## START THE RECORDS

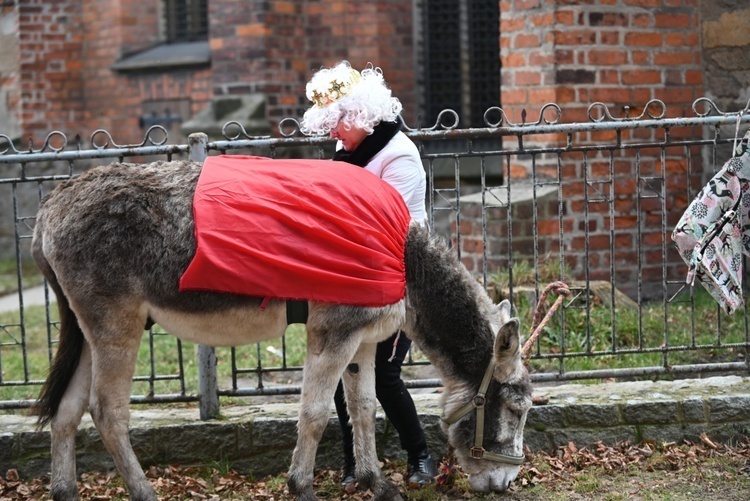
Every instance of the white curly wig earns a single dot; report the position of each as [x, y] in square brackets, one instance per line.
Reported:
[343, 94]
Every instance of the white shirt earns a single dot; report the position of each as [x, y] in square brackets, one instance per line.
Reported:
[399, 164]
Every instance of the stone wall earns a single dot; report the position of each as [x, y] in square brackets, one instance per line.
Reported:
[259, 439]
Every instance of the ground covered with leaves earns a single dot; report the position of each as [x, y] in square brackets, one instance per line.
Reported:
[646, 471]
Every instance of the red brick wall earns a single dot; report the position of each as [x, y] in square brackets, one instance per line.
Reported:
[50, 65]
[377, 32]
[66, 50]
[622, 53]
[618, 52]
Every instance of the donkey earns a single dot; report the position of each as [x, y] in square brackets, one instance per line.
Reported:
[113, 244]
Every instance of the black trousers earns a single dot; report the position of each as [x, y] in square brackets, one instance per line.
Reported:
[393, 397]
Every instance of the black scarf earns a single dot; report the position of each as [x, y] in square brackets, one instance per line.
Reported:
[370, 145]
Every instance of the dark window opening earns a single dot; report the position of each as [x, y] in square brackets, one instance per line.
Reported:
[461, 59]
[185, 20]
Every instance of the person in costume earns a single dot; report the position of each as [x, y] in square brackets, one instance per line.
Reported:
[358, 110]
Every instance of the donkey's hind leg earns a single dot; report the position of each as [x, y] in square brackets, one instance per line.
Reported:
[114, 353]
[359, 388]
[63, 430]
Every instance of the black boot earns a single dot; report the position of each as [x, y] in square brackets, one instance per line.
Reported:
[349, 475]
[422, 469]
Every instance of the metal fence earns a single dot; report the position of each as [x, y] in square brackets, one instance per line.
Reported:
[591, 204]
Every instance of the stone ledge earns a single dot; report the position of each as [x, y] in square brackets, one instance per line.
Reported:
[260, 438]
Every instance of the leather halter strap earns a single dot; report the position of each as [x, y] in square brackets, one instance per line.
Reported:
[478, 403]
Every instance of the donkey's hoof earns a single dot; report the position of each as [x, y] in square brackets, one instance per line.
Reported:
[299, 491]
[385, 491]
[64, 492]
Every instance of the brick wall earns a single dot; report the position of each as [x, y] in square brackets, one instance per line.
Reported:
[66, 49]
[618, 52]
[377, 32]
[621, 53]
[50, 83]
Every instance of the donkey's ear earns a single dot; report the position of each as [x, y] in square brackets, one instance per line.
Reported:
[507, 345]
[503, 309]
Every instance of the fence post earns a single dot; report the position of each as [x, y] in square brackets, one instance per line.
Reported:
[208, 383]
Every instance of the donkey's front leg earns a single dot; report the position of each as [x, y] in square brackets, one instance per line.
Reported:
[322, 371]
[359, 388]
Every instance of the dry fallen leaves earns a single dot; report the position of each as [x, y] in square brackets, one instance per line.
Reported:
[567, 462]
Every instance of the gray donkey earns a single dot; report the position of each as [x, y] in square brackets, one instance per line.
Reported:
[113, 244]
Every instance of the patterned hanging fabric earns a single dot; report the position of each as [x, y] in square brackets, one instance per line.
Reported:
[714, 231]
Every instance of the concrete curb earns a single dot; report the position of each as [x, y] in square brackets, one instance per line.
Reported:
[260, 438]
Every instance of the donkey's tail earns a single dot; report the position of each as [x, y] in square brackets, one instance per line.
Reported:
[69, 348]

## END THE RECORDS
## START THE RECORDS

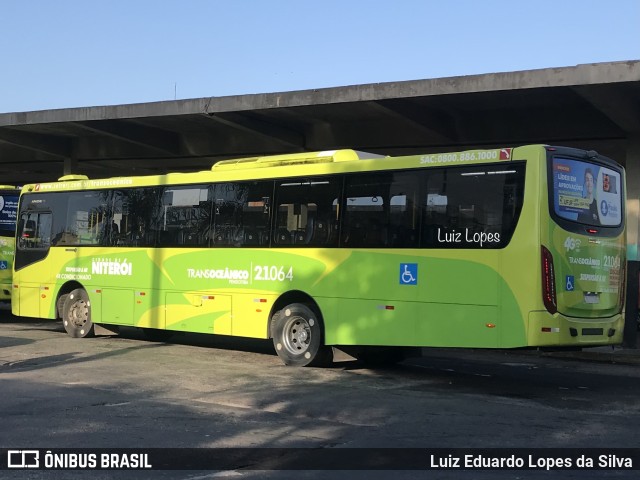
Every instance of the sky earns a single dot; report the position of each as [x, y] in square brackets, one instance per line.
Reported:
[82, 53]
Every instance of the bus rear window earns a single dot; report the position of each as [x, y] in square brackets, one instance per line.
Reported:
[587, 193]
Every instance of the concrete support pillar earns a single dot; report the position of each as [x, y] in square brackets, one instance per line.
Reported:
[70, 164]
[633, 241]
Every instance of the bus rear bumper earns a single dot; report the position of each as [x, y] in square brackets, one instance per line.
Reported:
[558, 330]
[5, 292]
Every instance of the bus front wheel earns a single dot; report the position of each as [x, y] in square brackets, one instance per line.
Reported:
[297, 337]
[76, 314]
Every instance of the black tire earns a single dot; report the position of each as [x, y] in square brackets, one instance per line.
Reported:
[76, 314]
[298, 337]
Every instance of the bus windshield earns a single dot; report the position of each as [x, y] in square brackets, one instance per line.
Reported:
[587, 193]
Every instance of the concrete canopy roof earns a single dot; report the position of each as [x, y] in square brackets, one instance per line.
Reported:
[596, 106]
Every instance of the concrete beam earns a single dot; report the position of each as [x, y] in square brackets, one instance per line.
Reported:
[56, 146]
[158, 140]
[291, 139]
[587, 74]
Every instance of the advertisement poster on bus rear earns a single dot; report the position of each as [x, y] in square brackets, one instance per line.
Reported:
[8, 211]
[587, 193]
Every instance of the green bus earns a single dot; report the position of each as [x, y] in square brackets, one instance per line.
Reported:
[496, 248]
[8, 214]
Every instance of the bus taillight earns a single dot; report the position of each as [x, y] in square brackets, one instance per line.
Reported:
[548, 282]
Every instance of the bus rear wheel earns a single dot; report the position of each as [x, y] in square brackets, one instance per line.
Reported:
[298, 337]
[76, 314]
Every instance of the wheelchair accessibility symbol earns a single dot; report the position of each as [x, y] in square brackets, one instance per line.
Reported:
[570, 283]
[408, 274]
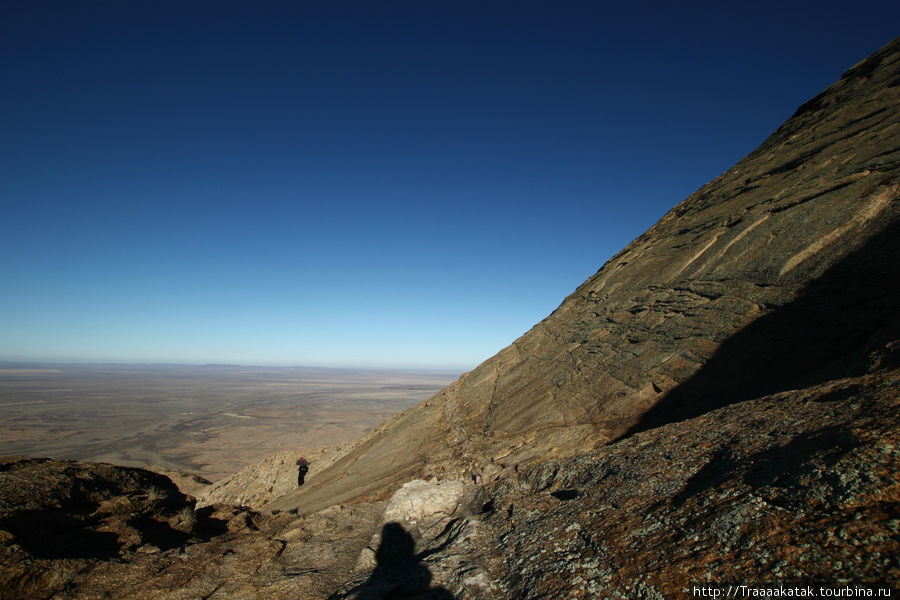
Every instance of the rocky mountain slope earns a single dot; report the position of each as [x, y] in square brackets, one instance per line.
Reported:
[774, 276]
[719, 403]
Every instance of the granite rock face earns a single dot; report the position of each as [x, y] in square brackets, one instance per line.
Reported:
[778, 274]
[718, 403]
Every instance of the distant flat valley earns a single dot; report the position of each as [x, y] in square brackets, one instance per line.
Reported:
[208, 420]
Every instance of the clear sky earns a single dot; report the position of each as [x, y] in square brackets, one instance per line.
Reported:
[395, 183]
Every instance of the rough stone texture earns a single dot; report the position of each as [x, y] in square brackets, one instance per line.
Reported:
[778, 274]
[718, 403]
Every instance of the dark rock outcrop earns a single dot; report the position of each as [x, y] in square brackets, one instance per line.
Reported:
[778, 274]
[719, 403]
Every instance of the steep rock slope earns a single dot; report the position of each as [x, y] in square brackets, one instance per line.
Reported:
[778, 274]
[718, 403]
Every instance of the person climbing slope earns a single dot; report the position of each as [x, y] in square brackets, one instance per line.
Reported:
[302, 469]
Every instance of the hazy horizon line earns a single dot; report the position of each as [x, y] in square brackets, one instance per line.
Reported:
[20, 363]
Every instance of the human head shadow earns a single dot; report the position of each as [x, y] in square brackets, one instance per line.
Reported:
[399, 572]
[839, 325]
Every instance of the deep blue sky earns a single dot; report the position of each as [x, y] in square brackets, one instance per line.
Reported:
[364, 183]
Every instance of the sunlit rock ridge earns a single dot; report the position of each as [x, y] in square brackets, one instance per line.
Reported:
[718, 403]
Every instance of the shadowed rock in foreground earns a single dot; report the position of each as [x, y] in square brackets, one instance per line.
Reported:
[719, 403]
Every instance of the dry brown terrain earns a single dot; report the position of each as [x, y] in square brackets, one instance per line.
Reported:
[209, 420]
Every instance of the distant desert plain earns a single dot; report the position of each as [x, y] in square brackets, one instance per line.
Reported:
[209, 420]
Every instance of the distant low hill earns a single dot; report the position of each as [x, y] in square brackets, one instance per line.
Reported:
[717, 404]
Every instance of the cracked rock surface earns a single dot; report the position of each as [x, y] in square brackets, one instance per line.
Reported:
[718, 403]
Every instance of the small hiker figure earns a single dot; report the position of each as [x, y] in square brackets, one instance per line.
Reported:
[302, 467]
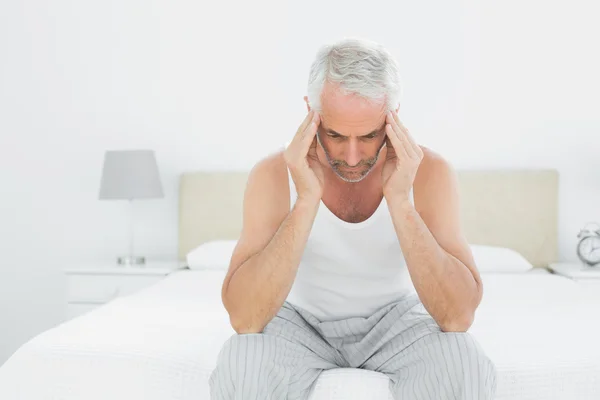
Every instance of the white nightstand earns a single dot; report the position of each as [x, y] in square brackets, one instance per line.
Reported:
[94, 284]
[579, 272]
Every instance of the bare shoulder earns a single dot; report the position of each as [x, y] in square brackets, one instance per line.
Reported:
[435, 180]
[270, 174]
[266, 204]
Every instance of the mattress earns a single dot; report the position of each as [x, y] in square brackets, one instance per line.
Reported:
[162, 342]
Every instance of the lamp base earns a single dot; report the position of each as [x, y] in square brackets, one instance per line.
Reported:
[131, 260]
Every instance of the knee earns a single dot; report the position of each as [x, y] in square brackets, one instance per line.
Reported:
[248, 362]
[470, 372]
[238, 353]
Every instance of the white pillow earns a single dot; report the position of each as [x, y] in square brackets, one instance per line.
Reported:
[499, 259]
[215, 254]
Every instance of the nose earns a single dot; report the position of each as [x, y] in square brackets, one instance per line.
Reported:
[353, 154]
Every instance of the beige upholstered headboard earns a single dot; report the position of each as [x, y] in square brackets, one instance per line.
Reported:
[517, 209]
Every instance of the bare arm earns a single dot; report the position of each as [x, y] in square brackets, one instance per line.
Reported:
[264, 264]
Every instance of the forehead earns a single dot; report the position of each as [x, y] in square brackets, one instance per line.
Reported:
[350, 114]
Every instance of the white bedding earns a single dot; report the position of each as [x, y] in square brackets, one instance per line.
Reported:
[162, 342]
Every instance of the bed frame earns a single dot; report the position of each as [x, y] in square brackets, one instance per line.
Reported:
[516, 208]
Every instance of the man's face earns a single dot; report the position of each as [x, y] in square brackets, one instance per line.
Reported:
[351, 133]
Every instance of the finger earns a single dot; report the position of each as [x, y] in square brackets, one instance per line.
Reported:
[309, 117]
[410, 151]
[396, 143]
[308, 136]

## END THE RECORDS

*INSTRUCTIONS FOR THE TASK*: Gather every line of the records that contains the word "black", and copy each one in full. Only matches with the same capitalization count.

*REPLY TO THE EXERCISE*:
Every instance of the black trousers earns a single dot; report the position of each as [x, y] in square brackets, one instance per line.
Every instance of the black scarf earns a single dot; report the position of each as [x, y] in square brackets, one instance per line.
Every instance of the black boot earns a single dot; report the position of each as [x, y] in square brackets, one instance per line.
Every instance of the black tire earns a single dot; report the position of each as [x, y] in square brackets, one instance per line.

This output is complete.